■ Available records ■
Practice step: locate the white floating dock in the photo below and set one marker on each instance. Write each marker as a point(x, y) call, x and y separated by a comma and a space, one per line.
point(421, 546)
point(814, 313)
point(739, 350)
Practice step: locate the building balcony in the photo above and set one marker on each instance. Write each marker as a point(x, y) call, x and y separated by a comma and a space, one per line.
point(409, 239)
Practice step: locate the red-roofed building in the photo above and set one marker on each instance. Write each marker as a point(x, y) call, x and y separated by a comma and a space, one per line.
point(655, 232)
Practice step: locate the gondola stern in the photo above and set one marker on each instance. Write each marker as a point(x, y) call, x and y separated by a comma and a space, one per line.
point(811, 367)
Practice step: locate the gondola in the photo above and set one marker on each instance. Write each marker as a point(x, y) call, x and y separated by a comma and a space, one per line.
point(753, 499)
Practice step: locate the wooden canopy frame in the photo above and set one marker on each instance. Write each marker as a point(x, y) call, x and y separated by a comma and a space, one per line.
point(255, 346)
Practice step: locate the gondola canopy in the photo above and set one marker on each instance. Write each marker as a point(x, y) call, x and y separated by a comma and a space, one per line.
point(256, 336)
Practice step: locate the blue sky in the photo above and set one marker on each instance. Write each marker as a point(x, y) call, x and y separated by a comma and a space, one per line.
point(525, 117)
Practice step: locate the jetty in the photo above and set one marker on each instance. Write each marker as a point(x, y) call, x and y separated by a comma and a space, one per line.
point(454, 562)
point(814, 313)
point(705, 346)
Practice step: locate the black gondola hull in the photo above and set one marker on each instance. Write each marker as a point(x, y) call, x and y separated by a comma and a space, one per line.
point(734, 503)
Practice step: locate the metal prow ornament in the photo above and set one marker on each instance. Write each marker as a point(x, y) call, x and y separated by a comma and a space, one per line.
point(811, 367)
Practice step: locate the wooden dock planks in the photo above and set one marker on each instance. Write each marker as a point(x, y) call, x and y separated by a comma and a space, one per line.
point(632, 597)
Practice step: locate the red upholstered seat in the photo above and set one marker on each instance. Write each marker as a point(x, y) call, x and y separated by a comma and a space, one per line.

■ What you need to do ■
Write out every line from the records above, word for word.

■ Solution below ■
Practice step: locate the white floating dock in the photo below and set one marker on each instance. Write each marker as a point(x, y) call, x and y separated by a comma and a space, one per line.
point(421, 546)
point(814, 313)
point(739, 350)
Practice step: locate the building balcony in the photo above and set one marker on each instance. Write each marker as a point(x, y) call, x and y separated by a comma and a space, one per line.
point(409, 239)
Practice step: locate the red-roofed building in the photo above and set one marker on each instance. Write each marker as a point(x, y) call, x and y separated by a comma and a space, one per line.
point(655, 232)
Practice step: locate the gondola stern in the photo above and set one marker on each instance. Write each marker as a point(x, y) call, x and y separated by a comma and a space, one per line.
point(811, 367)
Practice step: locate the gondola in the photo above and set one marker on each instance. Write each marker as a point(x, y) call, x and y separated by a comma and a space, one per line.
point(753, 499)
Practice step: locate the wooden canopy frame in the photo above and set one marker on each instance. Write each marker as a point(x, y) call, x and y separated by a comma and a space, one per line.
point(255, 346)
Practice step: locate the gondola canopy in the photo above and set one marker on each instance. Write each marker as a point(x, y) call, x and y separated by a comma and a space, one per line.
point(256, 336)
Practice step: locate the blue sky in the photo above and set one marker on each instance. Write each marker as a point(x, y) call, x and y separated by a comma and a space, one per line.
point(525, 117)
Practice step: locate the jetty in the photo above and set one marker on each instance. Write each marker as a point(x, y) call, x and y separated by a comma and a space, one per line.
point(454, 562)
point(814, 313)
point(705, 346)
Practice step: locate the black gondola hull in the photo above and set one marker on each instance. Write each marker as a point(x, y) call, x and y separated by a comma and a space, one per line.
point(734, 503)
Practice step: locate the metal prow ornament in the photo above and set one marker on each instance. Write each marker as a point(x, y) call, x and y separated by a comma and a space, one per line.
point(811, 367)
Practice step: locate the wooden dock planks in the photo above and set one marker on each instance. Write each marker as a point(x, y) call, x and y separated by a comma and a space, one per line.
point(632, 597)
Practice step: locate the red upholstered seat in the photo above and set one marker on each instance. Write each marker as a point(x, y) call, x and y separated by a comma and a space, one per line.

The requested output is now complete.